-- Stated exercise --
Rewrite the lines below as a JSON list of strings, one string per line, omitting blank lines.

Source records:
▬▬▬▬▬▬

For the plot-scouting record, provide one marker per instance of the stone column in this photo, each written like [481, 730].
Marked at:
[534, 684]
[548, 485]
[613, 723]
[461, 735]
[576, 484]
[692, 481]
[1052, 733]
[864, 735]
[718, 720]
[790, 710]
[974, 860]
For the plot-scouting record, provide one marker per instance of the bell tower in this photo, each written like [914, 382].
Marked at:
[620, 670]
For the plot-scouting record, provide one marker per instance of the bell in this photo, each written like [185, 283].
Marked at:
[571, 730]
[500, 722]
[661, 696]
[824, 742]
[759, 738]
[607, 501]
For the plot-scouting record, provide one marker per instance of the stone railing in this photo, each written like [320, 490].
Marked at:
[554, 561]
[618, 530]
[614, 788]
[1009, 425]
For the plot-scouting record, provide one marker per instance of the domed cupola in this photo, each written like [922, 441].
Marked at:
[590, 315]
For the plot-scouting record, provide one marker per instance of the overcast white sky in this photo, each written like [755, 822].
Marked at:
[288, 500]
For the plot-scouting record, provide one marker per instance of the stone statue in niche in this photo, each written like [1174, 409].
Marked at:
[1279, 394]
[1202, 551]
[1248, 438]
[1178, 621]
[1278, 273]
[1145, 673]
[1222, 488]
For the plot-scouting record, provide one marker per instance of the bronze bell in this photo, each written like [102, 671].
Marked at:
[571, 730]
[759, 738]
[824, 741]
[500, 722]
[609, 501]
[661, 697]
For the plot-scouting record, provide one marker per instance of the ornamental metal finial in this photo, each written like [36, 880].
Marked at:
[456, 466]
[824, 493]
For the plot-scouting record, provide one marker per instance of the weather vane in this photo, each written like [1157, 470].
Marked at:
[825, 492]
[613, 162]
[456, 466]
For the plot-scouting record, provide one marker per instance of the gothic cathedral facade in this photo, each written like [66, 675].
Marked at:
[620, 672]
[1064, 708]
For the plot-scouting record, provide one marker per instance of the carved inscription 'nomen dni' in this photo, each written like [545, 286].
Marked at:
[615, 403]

▬▬▬▬▬▬

-- Exercise response --
[
  "For the plot-scouting record, provide one marker per instance of the stone column in this photo, each written like [481, 730].",
  "Marked at:",
  "[534, 684]",
  "[548, 485]",
  "[613, 723]",
  "[461, 735]",
  "[576, 484]",
  "[692, 481]",
  "[1052, 733]",
  "[864, 735]",
  "[718, 720]",
  "[790, 710]",
  "[974, 860]",
  "For the plot-scouting record, provide one marker per instance of the bell tower in this photo, each written like [914, 382].",
  "Marked at:",
  "[620, 670]",
  "For the plot-scouting record, provide one marker per instance of the bell in this photo, each written like [185, 283].",
  "Marked at:",
  "[571, 730]",
  "[500, 722]",
  "[661, 696]",
  "[824, 742]",
  "[759, 738]",
  "[607, 501]",
  "For the plot-scouting record, provide one marker per instance of the stone railing in this photo, each written like [320, 490].",
  "Marked at:",
  "[554, 561]",
  "[618, 530]",
  "[614, 788]",
  "[1009, 425]",
  "For the plot-scouting record, provide one marker per instance of the domed cupola in this photo, each written like [922, 441].",
  "Marked at:",
  "[590, 315]",
  "For the plot-scouting record, provide one marker per instance of the overcast white sky in this photo, each written like [755, 822].",
  "Marked at:",
  "[288, 500]",
  "For the plot-scouting record, provide one marker per instance of the stone statue in niche in this photo, each written like [1174, 409].",
  "Marked at:",
  "[1279, 394]",
  "[1202, 551]",
  "[1248, 438]",
  "[1178, 621]",
  "[1278, 273]",
  "[1145, 673]",
  "[1222, 488]",
  "For the plot-scouting record, provide one marker per instance of the bronze bell in this photo, each written like [102, 671].",
  "Marked at:",
  "[571, 730]",
  "[759, 738]",
  "[824, 741]",
  "[500, 722]",
  "[609, 501]",
  "[661, 697]",
  "For the plot-scouting record, provide one marker per instance of the ornamental metal finial in this photo, each written like [36, 880].",
  "Marked at:",
  "[456, 466]",
  "[824, 493]",
  "For the plot-scouting record, provide one marker per instance of the weather vane in this photo, each written like [1157, 470].",
  "Marked at:",
  "[825, 492]",
  "[613, 162]",
  "[456, 466]",
  "For the plot-scouting record, provide one marker per instance of the gothic cathedral facade in this photo, each written like [66, 675].",
  "Marked at:",
  "[620, 672]",
  "[1064, 708]",
  "For the plot-scouting record, provide one marker per instance of the carved inscription 'nomen dni' in this photo, each written like [545, 286].",
  "Marked at:",
  "[615, 403]"
]